▶ [Задание A] Кратко перескажите абзац статьи о семейной фотографии, который начинается словами «Рядом на лавке сидит сам дед Тимофей». Основные факты сохраните.
▶ [Задание B] Продолжите статью о семейной фотографии 1941 года, начав сразу после её последнего абзаца.
=== Выбранный отрывок ===
Размер шрифта:
Изображения:
Цвет:
14 марта 2024,  12:00
 224

В саду у яблони… История семьи в одной фотографии

В саду у яблони… История семьи в одной фотографииМоя семья. Июль, 1941 г.Фото: Татьяна Цыбенко
  • Белгородская правда
  • Белгородская правда

Домашний архив есть не у каждой семьи. Особенно теперь, когда фотокарточки почти исчезли и всё хранится в памяти телефонов. Тем ценнее эти старые пожелтевшие потрёпанные временем семейные снимки. Их так хочется получше разглядеть, угадать по лицам, о чём люди думали в ту минуту, когда щёлкал затвор фотоаппарата. Что с ними стало через годы? Живы ли они теперь?

Вырастил как сына

Очень часто смотрю на одну фотографию. Здесь все мои родственники по отцовской линии. Июль 1941 года. Пришла повестка на фронт моему деду Тимофею. По этому случаю пригласили фотографа, сели в саду у яблони, и фотограф сделал этот снимок. Никто не улыбается, даже дети напряжены и суровы. Будто знают, что для некоторых из них это последняя встреча, последний снимок. Сидят на лавке члены моей семьи – Бережные.

Первый – дедушка Игнат Иосипович, дядя моего деда Тимофея. Ещё в раннем детстве он взял к себе племянника на воспитание у своей сестры Марины.

Вырастил его, выучил, женил и теперь вот провожал на войну. Он понимал, что вся ответственность за большую семью ляжет теперь на его плечи. Так и случилось. И он всех поднял.

 

Та самая яблоня, сейчас ей почти 100 лет Та самая яблоня, сейчас ей почти 100 лет / Фото: Татьяна Цыбенко

 

Рядом на лавке сидит сам дед Тимофей, тогда совсем ещё молодой мужчина, очень спокойный и тихий. Здесь ему 35. Он жил у Игната как сын, не голодал, был одет и обут. Учился хорошо, но дальше столяра не пошёл. Трудился на эфирном заводе.

Не особо баловал его дядька, воспитывал строго. Дед много работал, не потому что заставляли, просто от природы был трудолюбивым, помогал по дому, приловчился столярничать. Да так ловко, что стол, который он смастерил перед уходом на войну, до сих пор стоит у нас в сарае, старенький совсем, горбатый и колченогий, жалкий такой. Но мы его не выбрасываем, храним как память о дедушке.

К 34 годам у него уже было пятеро детей. Его призвали в первый месяц войны. У меня хранится его трудовая книжка, где последней записью значатся сухие строчки: «…июль, 1941 год – уволен в связи с уходом в Красную армию».
=== Записи ===
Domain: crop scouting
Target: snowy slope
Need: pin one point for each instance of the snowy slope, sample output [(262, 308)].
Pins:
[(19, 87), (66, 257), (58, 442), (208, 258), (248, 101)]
===
▶ [Ответ A] На лавке рядом с Игнатом сидит дед Тимофей. На снимке ему 35 лет, он молод, спокоен и тих. У Игната он жил как сын, был сыт, одет и обут. Учился хорошо, но стал только столяром и работал на эфирном заводе.

▶ [Ответ B]
Рядом с ним сидит его жена Татьяна, моя бабушка. Была она раскрасавицей. Чёрные длинные косы тяжело спадали до пояса. Румяные щёки и яркие губы делали её лицо особенно привлекательным. Статная фигура. Была она из раскулаченных. Хоть их семья никогда не бедствовала, она привыкла к труду сызмальства. Что на огороде управиться, что корову или другую живность в порядке держать, что борщ сварить, пироги печь – все у неё было основательно и серьёзно. Полюбился ей парень, но беден был, не пара. И выдали её замуж за Тимофея. Все знали, что живёт он в достатке со своим дядькой в собственном доме, что тихий да работящий. Стерпелось, слюбилось… Детей нарожали. Рассказывала бабушка, что часто после тяжёлого трудового дня, подав обед мужу, вспоминала: «Ой, Тимоша, а рюмочку‑то, с устатку, налить тебе забыла!» и бежала к буфету. «Да ладно, Татьяна, в следующий раз!» – останавливал её муж.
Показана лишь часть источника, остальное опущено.